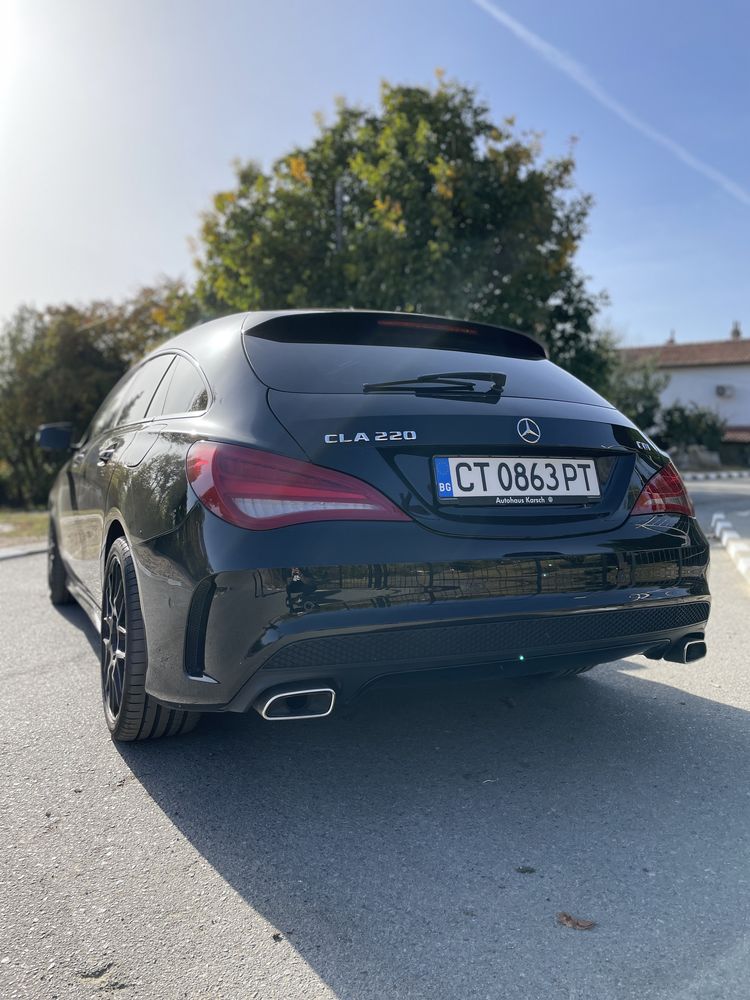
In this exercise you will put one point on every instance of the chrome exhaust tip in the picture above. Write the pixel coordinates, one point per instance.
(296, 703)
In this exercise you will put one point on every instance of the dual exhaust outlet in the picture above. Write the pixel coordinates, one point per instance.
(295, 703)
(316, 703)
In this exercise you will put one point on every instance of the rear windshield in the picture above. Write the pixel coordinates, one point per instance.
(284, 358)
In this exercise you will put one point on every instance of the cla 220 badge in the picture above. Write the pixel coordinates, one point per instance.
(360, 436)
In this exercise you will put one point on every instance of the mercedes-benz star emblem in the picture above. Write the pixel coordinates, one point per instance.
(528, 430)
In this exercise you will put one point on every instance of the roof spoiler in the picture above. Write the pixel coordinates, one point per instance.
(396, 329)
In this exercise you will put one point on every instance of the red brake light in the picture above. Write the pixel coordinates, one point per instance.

...

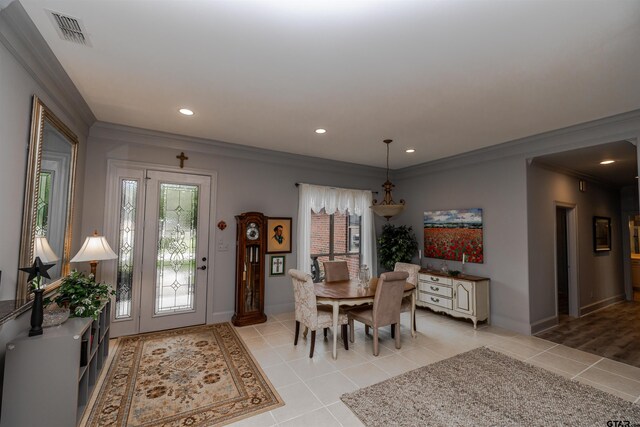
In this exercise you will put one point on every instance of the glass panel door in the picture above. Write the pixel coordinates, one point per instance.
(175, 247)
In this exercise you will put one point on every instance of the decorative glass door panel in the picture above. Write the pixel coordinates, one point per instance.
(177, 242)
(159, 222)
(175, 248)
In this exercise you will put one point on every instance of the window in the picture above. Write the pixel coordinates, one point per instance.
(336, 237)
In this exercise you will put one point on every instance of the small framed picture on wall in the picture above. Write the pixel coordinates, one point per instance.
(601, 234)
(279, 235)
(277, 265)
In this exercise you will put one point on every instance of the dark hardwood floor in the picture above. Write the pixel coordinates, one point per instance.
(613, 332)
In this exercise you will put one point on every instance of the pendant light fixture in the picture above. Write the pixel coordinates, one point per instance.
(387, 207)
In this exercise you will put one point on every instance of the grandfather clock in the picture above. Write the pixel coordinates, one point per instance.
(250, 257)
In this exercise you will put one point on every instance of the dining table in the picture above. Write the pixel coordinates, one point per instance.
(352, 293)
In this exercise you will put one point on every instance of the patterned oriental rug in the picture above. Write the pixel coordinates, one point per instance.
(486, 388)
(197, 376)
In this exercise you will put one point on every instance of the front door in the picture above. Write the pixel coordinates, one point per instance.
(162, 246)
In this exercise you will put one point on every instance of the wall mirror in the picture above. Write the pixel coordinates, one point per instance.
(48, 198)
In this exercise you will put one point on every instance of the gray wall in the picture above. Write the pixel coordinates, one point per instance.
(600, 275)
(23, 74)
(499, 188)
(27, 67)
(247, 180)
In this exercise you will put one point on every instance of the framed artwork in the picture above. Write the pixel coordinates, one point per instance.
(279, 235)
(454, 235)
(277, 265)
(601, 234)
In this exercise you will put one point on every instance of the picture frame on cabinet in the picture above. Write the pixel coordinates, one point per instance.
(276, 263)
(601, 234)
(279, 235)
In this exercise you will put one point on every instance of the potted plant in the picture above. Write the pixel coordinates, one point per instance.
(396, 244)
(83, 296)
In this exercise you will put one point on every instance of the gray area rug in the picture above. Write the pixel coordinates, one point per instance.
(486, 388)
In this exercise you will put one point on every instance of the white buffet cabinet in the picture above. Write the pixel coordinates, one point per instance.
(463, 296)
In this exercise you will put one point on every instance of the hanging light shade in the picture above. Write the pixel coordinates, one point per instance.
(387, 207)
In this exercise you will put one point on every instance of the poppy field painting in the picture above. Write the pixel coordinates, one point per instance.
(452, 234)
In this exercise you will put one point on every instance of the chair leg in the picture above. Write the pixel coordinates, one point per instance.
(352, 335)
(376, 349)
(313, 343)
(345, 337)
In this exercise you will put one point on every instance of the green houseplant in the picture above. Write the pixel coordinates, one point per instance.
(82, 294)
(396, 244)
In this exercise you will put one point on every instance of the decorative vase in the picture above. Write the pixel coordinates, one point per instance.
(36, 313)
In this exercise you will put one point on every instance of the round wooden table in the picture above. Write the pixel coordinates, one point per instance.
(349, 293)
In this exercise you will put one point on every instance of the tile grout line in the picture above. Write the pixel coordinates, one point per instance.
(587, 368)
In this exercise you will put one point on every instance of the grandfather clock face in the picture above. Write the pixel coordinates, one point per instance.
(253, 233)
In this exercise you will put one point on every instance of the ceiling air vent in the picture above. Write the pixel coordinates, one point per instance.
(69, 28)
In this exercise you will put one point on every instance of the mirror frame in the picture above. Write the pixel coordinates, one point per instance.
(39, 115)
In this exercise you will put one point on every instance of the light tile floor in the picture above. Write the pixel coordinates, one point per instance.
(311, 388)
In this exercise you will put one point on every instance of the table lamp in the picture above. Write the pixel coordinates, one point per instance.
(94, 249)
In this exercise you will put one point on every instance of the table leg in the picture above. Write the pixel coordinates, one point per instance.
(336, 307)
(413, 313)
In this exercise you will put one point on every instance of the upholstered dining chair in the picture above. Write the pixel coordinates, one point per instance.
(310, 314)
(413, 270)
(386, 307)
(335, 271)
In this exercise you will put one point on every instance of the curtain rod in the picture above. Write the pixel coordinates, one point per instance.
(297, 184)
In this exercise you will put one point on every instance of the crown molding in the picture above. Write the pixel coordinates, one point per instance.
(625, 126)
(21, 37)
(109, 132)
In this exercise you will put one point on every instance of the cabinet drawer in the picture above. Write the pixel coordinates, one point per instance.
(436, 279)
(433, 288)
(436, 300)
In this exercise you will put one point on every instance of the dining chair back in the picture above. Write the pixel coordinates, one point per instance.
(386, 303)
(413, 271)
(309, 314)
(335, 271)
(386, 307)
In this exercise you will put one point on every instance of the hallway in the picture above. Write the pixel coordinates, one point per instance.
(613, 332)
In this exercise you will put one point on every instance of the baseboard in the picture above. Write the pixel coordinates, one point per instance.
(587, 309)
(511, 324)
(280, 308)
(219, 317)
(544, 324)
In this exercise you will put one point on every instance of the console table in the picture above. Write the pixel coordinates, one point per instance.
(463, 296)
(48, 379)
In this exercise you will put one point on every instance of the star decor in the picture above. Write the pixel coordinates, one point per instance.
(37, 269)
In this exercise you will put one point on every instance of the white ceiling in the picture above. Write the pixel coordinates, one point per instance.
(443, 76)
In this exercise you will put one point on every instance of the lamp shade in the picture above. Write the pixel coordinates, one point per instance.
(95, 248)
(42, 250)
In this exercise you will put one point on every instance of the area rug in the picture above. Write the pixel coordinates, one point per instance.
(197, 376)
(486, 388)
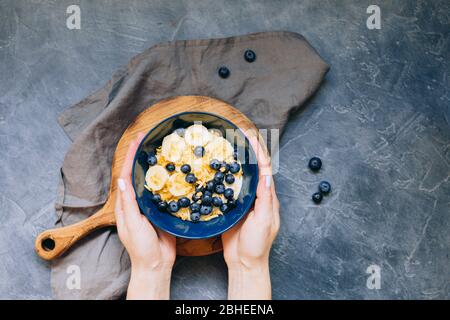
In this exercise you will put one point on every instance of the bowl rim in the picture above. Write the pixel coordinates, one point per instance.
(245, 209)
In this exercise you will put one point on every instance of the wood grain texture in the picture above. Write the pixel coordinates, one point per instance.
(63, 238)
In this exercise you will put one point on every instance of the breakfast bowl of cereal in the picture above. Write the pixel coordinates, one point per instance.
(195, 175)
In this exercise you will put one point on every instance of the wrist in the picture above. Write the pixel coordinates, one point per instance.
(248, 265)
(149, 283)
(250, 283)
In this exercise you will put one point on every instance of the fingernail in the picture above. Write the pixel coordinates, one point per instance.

> **Challenge**: Repeat the material from the line containing "of the lamp" through the line containing "of the fingernail", including both of those lines, and omit the pictures.

> **Correct answer**:
In this exercise you will put one point on every instance of the lamp shade in the picture above. Write the pixel coordinates, one point per instance.
(95, 248)
(42, 250)
In this exercise you will put one point on every instance of the area rug in the picture above. Write the pixel coordinates, one point per instance.
(197, 376)
(486, 388)
In this exercise you will put one point on every instance of the bowl rim in the picture above. Write the pixel coordinates, one point per instance.
(245, 209)
In this exercise you will put one point on every instance of the wood grain texture in the picture above. Write the pixel coordinates, one point per instance.
(63, 238)
In this exercise you will put one point on every instance of the breakfast bowl of cereal in the picture above. Write the pixel coordinates, one point per instance.
(195, 175)
In this exercise you will put one point on every instance of the wrist in the picture above. Write the pixel coordinates, one point per instance.
(248, 265)
(149, 283)
(250, 283)
In this exercise you will put one point on every instance of the fingernail in the picture above. Write the pixel coordinates, one point per instance.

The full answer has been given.